(Source data)
┄┄┄┄┄┄┄┄┄┄

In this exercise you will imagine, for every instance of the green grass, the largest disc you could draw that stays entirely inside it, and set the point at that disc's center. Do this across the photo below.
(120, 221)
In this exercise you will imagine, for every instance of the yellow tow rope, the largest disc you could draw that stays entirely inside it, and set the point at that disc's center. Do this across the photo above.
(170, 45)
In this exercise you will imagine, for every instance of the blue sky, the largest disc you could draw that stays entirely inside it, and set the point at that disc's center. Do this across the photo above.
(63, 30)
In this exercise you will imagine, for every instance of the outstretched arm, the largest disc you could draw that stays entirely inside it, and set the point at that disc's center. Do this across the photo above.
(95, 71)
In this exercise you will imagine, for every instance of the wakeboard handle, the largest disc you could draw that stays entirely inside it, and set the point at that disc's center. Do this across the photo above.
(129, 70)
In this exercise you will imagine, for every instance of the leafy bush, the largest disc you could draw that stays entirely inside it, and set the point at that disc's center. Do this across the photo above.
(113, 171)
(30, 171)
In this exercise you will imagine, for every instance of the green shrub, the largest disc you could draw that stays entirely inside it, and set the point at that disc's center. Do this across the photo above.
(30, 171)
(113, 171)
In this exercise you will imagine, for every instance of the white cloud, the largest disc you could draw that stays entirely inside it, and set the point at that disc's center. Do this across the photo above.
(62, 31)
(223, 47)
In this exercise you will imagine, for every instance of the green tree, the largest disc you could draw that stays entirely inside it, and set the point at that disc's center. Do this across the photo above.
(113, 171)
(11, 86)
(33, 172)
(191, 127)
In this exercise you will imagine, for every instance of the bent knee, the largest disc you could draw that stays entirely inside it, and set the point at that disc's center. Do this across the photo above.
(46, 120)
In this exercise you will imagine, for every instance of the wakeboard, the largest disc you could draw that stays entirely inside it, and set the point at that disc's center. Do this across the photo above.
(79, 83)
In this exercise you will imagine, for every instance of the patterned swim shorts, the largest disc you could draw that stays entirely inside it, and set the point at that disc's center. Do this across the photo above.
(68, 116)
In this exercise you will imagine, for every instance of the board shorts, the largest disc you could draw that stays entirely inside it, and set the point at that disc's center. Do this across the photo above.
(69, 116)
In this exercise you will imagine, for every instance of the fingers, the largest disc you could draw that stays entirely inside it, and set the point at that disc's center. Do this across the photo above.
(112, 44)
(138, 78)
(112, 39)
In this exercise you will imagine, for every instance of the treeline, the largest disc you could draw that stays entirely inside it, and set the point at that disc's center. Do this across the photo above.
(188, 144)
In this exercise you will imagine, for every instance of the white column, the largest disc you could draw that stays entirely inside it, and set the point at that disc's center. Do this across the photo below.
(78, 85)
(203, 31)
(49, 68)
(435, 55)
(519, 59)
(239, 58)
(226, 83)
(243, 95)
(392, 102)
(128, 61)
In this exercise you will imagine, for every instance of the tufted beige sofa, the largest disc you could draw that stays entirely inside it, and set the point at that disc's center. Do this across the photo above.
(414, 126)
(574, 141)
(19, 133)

┄┄┄┄┄┄┄┄┄┄

WHAT THIS TASK INVOLVES: Copy out the data shown above without altering anything.

ANSWER:
In this exercise you will imagine, for every instance of the green grass, the largest disc you could draw that stays entirely inside it, and set the point at that disc's center. Do this across the photo below.
(120, 221)
In this exercise you will imagine, for every instance of the yellow tow rope, the largest disc you could draw that stays entirely inside it, and set the point at that disc's center. Do this across the photo above.
(170, 45)
In this exercise you will imagine, for every instance of the blue sky, the largest disc you could draw that stays entirely inside it, and set the point at that disc's center. Do this across the photo above.
(63, 30)
In this exercise you will imagine, for every instance of the outstretched arm, the largest disc you could draw that stays entirely inside it, and set the point at that disc's center. Do this across the photo above.
(95, 71)
In this exercise you will imagine, for every instance of the wakeboard handle, the largest disc you could draw that stays entirely inside it, and set the point at that disc's center. Do this across the photo above.
(129, 70)
In this exercise you will imagine, for every instance of the leafy bush, the largest disc you could draw that stays entirely inside it, and set the point at that disc's center. Do this across the photo above.
(113, 171)
(30, 171)
In this exercise you will imagine, for every instance of the green shrub, the largest disc you could draw that stays entirely inside it, and set the point at that disc's center. Do this across the photo above.
(30, 171)
(113, 171)
In this exercise you will imagine, for every instance of the white cloud, the largest disc you could draw that stays entirely inside it, and set the point at that disc's center. Do this across the photo above.
(62, 31)
(223, 47)
In this exercise you will imagine, for every instance of the green tree, the largest disc you could draw that stays entirely inside it, and set the point at that disc's center. Do this across the photo above.
(113, 171)
(11, 86)
(33, 172)
(191, 127)
In this exercise you will imagine, for every instance of the bent knee, the largest disc you could draw that stays entirely inside it, and set the point at that disc's center. Do this across the photo above.
(46, 120)
In this exercise you will imagine, for every instance of the wakeboard, the largest disc you could draw that stays entirely inside it, and set the point at that disc's center. Do this across the photo above.
(79, 83)
In this exercise you will imagine, for every instance of the patterned swim shorts, the largest disc you could draw that stays entirely inside it, and set the point at that disc's center. Do this across the photo above.
(68, 116)
In this exercise you will imagine, for every instance of the board shorts, the largest disc you could draw that stays entirely inside it, and set the point at that disc's center. Do this across the photo above.
(69, 116)
In this exercise you will imagine, for every instance of the fingers, the largest disc you could draw that stays entirely inside it, and set the point at that disc's center. Do this across the photo above.
(112, 44)
(138, 78)
(112, 39)
In this exercise you will imagine, for every instance of the treeline, the largest disc you could draw that stays entirely inside it, and set the point at that disc's center. Do this across the photo above.
(188, 144)
In this exercise you will imagine, for every instance of the white column, the largest disc you could draw that stays entirely inside it, and set the point at that disc's center. Do this across the photo below.
(78, 85)
(203, 31)
(49, 68)
(435, 55)
(519, 59)
(239, 58)
(226, 83)
(243, 95)
(392, 102)
(128, 61)
In this exercise you will imagine, for every instance of the tufted beige sofa, the largest disc you could draw that stays entirely inside it, and set the point at that disc's center. Do this across the photo above.
(414, 126)
(574, 141)
(19, 133)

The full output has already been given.